## SUPPLIED PASSAGE:

--------------------------------

So one is that, obviously, we had [indiscernible] facility now for a good 2 years considering ever since we bought Chestnut Ridge and post COVID, Singapore or generics just became very unviable. So we had a choice to continue to [indiscernible] just move on because like I said, our focus now is the EBITDA to cash to EPS conversion. And while we took a one-off it, this delivers close to INR 70 crores of margin improvements from EBITDA to PAT. And that made better sense to us and also from a ROCE standpoint. So we have completed everything that we needed to do to build the company for the next 3 to 4 years. And we didn't want to have any overhang or any extraordinary exceptional coming forward in the Strides system, which will not be there. I can confirm that. So it's just more on cutting off the [indiscernible] didn't probably add to the strategy going forward.
Understood, sir. And this INR 15 crore one-off cost increase in the other OpEx, what was that in the personnel cost?
We had a policy earlier where a lot of our colleagues in Strides were on variable pay. As part of our banking exercise and other programs that we did, we realized that only about 70 or 80 people make significant direct impacts to the P&L and everybody else, subject that had sports are very important associates of the company. So rather than making variable way of function of uncertainty for employees, especially when we are coming back from a difficult chapter, we decided to cut off the variable [indiscernible] several of these employees but added it back to their CTCs. So that is why we took a one-off. But we are now provisioning that on a quarterly basis. So you will not see this regularly and the new base of INR 185 crores is now a personal cost, which will be more or less steady state going forward except for standard increases on an annual basis.
Understood, sir. Congratulations and all the best for the coming quarters.
[Operator Instructions] The next question is from the line of Aman Vij from Astute Investment Management.
Sir, if you can talk about where do we see our CDMO business in the next 2 years?

--------------------------------

## DATA SECTION:
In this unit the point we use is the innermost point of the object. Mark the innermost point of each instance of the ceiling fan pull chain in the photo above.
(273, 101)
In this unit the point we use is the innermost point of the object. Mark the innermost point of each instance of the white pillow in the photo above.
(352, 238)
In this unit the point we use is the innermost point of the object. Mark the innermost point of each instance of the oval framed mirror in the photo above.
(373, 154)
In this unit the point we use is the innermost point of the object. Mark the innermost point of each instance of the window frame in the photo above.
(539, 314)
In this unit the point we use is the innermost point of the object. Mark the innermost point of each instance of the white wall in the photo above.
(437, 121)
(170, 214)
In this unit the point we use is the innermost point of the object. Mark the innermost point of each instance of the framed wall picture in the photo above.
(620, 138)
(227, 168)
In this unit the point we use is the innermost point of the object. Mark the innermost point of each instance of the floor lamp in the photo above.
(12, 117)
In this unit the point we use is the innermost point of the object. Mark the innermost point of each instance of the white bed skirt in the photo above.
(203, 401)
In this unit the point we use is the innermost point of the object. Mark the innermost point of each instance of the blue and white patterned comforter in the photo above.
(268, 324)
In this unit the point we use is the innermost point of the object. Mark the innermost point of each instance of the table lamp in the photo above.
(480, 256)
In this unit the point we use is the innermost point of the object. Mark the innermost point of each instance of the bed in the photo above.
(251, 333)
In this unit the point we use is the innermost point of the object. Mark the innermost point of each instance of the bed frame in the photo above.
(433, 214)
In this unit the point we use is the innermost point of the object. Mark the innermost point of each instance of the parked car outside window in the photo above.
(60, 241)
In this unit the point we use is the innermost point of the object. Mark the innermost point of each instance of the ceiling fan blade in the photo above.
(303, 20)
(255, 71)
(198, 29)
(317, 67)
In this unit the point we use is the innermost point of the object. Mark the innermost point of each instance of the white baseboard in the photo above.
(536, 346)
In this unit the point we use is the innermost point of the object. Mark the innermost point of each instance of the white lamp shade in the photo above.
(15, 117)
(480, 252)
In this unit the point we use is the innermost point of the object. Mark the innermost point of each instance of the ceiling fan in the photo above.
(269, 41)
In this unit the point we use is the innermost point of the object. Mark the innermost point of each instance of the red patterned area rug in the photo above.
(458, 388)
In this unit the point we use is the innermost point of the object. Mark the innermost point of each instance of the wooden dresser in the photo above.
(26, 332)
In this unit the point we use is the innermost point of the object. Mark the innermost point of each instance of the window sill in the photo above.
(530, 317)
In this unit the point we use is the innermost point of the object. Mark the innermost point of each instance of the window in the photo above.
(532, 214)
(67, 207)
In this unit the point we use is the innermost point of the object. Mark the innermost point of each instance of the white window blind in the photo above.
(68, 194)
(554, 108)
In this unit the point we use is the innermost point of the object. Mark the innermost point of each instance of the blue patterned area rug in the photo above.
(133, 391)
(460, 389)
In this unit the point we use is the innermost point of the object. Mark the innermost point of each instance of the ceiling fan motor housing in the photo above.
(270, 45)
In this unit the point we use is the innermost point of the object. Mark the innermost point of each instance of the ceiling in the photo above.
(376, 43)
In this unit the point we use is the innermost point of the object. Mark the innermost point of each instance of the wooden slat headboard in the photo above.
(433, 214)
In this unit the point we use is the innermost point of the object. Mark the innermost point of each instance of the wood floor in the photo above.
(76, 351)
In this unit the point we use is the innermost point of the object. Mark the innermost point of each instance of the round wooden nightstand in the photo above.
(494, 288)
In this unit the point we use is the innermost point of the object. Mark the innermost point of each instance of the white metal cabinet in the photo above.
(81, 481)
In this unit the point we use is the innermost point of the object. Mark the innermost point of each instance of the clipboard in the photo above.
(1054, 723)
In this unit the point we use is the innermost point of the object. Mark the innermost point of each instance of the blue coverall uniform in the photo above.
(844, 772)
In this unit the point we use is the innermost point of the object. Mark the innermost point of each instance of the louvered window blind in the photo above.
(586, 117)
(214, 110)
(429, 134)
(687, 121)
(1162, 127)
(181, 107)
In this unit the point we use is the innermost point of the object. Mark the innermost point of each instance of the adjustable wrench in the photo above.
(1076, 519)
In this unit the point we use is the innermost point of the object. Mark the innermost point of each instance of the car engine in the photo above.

--------------------------------

## PROBLEM DETAILS:
Reproduce verbatim the section of the earnings call transcript that opens with the words containing "[Operator Instructions] The" and closes with "next 2 years?".

## SOLUTION TO THIS PROBLEM:
[Operator Instructions] The next question is from the line of Aman Vij from Astute Investment Management.
Sir, if you can talk about where do we see our CDMO business in the next 2 years?